Excerpted passage —
Christmas was a magical time for my sister, Ellen, and me. We grew up in a 3 bedroom house in Tarrytown with floor furnaces and window air conditioners. When we were small, we would dress in our new Christmas pajamas and matching house slippers (a tradition that I still continue!) and stand over the grate of the floor furnace until the grate had scarred the bottoms of our slippers, our night gowns billowing from the heat beneath. In early December, Daddy and Mother would take us out to a Christmas tree lot to get our tree. Mother hosted bridge club every December, so she wanted to decorate the house early, a real bonus for us kids! Anna, our housekeeper, strung the lights while Daddy was at work, and we couldn't wait to finish dinner and decorate the tree when he came home. We opened each tissue-wrapped ornament with excitement, aahing and oohing over each one and the memory that it represented and hung them on the towering fir that filled our plate glass window in the living room. Most of the simple little ornaments were gifts from friends or hand-made trinkets from years gone by, but we squealed as if each one was a treasure. When the last one was hung, we would rush out into the cold night to admire our work from the street.
Ellen and I helped decorate the mantle with a well-loved Santa with his little sleigh and miniature toys, snow covered reindeer and little pine cone elves that sat on a bed of cotton snow. Our grandmother, Marcie, made our stockings from felt that she cut from a pattern and decorated with sequins and beads, and we hung them to either side of the hearth. Mother hung an Advent calendar that she had bought at the church bazaar on the front door and filled it with candy canes. We marked the days until Christmas by removing one candy each day after school. Marcie had also made a ceramic handpainted Santa that carried candy canes in his sack. We took turns taking a candy from the calendar and the Santa until the big day arrived.

What is asked —
1. Answer these questions from the passage about Christmas:
(a) Who strung the lights on the tree?
(b) Where did Mother buy the Advent calendar?
(c) What material did Marcie use to make the stockings?
2. Do these statements agree with the passage about Christmas? Answer yes or no for each, quoting the words that decide it.
(a) The family got their tree in late December.
(b) The Advent calendar hung on the front door.
(c) Most of the ornaments were expensive store-bought pieces.

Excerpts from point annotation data

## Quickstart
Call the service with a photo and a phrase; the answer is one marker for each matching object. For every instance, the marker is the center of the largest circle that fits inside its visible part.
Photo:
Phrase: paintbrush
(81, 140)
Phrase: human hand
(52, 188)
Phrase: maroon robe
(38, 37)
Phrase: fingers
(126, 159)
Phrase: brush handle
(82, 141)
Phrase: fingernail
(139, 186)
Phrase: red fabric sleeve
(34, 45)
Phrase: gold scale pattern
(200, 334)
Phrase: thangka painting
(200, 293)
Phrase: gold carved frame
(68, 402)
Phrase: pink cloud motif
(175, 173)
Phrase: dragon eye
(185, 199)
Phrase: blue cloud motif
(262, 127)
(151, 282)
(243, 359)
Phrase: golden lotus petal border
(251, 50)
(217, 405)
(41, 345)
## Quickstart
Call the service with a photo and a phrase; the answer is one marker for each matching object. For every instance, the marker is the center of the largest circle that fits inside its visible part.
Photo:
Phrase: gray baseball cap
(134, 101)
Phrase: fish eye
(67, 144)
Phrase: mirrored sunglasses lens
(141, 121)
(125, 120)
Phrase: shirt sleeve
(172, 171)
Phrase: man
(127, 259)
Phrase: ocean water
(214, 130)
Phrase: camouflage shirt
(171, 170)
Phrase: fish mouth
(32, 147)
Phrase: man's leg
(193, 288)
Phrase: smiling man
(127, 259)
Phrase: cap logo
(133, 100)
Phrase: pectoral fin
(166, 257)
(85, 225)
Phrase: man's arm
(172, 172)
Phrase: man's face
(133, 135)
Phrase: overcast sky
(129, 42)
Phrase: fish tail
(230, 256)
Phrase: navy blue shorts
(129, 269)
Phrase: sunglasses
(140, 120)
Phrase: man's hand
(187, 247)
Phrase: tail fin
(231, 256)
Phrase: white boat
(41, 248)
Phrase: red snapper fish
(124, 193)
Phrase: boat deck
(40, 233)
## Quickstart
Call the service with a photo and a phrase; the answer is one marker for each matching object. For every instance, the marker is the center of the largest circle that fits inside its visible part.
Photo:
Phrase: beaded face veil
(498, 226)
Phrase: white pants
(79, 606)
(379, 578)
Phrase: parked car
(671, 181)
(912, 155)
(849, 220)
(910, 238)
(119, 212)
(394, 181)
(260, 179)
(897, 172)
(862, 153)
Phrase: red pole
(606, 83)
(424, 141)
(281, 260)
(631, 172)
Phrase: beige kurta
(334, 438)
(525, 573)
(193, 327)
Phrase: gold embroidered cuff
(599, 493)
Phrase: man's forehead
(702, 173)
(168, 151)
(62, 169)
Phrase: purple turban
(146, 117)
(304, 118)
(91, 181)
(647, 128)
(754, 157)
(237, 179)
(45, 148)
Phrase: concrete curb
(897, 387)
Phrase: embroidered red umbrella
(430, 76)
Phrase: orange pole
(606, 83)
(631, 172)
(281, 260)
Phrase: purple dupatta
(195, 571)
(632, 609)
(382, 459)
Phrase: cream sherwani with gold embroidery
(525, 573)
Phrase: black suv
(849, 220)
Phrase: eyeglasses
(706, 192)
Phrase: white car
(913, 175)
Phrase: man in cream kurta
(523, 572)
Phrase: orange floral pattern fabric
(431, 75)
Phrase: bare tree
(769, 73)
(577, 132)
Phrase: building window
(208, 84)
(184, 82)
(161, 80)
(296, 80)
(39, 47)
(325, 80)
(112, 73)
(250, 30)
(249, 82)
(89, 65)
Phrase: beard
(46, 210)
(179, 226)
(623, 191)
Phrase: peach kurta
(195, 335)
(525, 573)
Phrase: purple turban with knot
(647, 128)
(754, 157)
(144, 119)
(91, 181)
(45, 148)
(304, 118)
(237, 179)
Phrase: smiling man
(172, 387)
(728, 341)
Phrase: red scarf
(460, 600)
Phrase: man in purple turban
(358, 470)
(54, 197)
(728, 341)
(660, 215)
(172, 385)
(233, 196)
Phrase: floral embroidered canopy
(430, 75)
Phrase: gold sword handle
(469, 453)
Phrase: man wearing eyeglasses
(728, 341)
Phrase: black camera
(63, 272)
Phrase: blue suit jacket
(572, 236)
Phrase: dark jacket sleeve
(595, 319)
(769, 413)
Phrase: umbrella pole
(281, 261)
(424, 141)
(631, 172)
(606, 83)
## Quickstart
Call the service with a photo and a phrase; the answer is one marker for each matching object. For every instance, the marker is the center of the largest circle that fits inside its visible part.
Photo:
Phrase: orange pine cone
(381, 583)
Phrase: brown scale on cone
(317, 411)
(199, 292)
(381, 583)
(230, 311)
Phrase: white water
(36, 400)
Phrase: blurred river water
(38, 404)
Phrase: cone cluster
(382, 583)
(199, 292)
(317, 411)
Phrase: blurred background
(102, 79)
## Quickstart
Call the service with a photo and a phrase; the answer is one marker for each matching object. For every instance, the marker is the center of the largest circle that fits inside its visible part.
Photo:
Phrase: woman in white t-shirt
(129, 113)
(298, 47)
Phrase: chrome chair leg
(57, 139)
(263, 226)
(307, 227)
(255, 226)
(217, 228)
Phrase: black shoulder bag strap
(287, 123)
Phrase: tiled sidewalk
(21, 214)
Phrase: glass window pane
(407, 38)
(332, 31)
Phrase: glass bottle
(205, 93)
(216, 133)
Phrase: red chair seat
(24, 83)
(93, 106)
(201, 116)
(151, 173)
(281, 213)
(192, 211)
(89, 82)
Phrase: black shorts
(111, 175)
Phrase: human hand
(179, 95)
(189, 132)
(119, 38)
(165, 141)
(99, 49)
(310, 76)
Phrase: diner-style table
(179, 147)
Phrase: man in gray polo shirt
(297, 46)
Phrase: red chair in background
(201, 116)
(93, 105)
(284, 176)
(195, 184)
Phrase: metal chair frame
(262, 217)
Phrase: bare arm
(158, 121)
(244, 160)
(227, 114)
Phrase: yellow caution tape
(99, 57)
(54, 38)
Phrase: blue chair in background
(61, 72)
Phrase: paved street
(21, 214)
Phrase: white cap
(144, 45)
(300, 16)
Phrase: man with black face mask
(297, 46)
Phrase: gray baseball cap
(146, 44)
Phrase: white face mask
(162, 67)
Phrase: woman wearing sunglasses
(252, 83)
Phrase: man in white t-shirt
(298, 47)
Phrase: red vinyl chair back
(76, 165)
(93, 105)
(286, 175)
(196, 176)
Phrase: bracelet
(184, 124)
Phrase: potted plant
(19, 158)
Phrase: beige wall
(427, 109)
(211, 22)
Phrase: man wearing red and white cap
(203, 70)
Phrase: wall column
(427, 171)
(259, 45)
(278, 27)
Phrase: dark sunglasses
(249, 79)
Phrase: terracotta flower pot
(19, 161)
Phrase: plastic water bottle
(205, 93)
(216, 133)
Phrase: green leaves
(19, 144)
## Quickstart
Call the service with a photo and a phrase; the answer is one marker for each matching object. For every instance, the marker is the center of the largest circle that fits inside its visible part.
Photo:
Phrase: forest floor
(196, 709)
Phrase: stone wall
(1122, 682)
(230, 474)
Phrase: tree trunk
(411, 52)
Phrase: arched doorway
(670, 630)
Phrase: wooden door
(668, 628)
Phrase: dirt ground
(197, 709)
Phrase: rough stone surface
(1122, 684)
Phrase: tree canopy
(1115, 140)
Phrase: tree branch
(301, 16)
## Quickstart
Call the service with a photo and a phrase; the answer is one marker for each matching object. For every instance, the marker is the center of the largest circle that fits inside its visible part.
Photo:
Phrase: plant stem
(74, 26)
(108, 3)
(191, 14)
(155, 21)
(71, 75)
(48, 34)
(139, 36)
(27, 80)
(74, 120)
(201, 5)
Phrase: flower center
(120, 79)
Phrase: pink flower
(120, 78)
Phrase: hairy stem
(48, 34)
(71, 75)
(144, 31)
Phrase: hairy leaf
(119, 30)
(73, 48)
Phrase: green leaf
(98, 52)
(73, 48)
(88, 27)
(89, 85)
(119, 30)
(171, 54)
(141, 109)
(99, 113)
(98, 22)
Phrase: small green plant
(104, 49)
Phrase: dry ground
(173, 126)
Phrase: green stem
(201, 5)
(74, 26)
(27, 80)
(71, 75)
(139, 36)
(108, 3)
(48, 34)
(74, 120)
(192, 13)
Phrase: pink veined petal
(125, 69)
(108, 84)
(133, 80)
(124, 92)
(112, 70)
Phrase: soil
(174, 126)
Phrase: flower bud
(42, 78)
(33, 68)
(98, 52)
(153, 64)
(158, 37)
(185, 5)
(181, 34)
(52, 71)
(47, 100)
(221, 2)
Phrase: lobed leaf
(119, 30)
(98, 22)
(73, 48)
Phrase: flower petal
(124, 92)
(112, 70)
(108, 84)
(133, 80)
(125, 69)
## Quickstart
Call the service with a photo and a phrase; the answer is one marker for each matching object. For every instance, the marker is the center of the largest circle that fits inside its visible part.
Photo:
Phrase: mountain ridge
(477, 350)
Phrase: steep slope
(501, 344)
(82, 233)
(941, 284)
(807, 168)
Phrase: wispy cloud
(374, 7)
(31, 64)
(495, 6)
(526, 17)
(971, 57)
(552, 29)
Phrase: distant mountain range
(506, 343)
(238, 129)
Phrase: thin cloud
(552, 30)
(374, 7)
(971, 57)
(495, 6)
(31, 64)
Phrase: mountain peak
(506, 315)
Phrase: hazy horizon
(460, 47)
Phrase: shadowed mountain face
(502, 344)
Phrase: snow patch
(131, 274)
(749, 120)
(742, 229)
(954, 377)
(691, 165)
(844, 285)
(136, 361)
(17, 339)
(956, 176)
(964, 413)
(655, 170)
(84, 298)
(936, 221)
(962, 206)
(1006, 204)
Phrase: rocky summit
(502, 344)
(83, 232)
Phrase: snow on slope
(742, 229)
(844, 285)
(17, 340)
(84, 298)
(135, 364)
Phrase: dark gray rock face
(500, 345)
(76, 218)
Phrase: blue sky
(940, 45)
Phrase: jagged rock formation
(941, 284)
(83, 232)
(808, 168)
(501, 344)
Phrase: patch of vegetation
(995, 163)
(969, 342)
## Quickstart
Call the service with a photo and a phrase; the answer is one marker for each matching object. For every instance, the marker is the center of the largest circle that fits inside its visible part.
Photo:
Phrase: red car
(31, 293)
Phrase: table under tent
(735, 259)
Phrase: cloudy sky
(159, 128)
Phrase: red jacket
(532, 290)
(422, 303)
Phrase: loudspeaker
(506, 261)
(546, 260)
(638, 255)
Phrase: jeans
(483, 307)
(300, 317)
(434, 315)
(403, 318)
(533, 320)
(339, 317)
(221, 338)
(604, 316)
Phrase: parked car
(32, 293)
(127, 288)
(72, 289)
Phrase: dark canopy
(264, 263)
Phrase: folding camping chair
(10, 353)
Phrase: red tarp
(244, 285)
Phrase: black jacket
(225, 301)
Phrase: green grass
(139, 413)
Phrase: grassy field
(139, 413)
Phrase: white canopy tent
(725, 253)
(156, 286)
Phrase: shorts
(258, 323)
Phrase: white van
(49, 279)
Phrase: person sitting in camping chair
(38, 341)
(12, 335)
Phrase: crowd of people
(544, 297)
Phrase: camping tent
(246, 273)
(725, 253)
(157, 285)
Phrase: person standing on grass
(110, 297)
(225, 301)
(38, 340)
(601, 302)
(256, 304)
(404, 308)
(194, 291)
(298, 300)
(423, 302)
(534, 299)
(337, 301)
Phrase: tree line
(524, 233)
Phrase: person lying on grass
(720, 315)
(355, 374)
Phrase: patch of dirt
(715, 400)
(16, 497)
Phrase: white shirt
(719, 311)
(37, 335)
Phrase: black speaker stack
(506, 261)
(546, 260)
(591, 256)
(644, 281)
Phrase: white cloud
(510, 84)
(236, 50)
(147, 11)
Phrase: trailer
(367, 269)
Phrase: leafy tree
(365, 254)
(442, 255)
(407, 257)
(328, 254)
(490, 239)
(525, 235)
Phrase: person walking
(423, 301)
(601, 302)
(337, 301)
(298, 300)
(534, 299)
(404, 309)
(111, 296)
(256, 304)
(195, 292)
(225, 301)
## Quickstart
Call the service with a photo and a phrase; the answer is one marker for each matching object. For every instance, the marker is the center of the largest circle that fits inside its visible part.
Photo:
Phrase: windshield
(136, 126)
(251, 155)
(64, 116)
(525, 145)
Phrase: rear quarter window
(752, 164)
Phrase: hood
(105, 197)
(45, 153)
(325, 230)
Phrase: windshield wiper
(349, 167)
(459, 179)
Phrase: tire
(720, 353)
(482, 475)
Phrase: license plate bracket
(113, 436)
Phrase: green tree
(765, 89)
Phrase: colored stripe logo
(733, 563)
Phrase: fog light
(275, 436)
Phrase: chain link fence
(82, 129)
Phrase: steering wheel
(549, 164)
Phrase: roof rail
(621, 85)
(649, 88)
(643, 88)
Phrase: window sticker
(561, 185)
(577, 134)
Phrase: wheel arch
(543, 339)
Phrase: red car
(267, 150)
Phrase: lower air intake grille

Expected responses —
1.
(a) Anna, the housekeeper.
(b) At the church bazaar.
(c) Felt, cut from a pattern.

2.
(a) No: "In early December, Daddy and Mother would take us out to a Christmas tree lot to get our tree."
(b) Yes: "Mother hung an Advent calendar that she had bought at the church bazaar on the front door"
(c) No: "Most of the simple little ornaments were gifts from friends or hand-made trinkets from years gone by"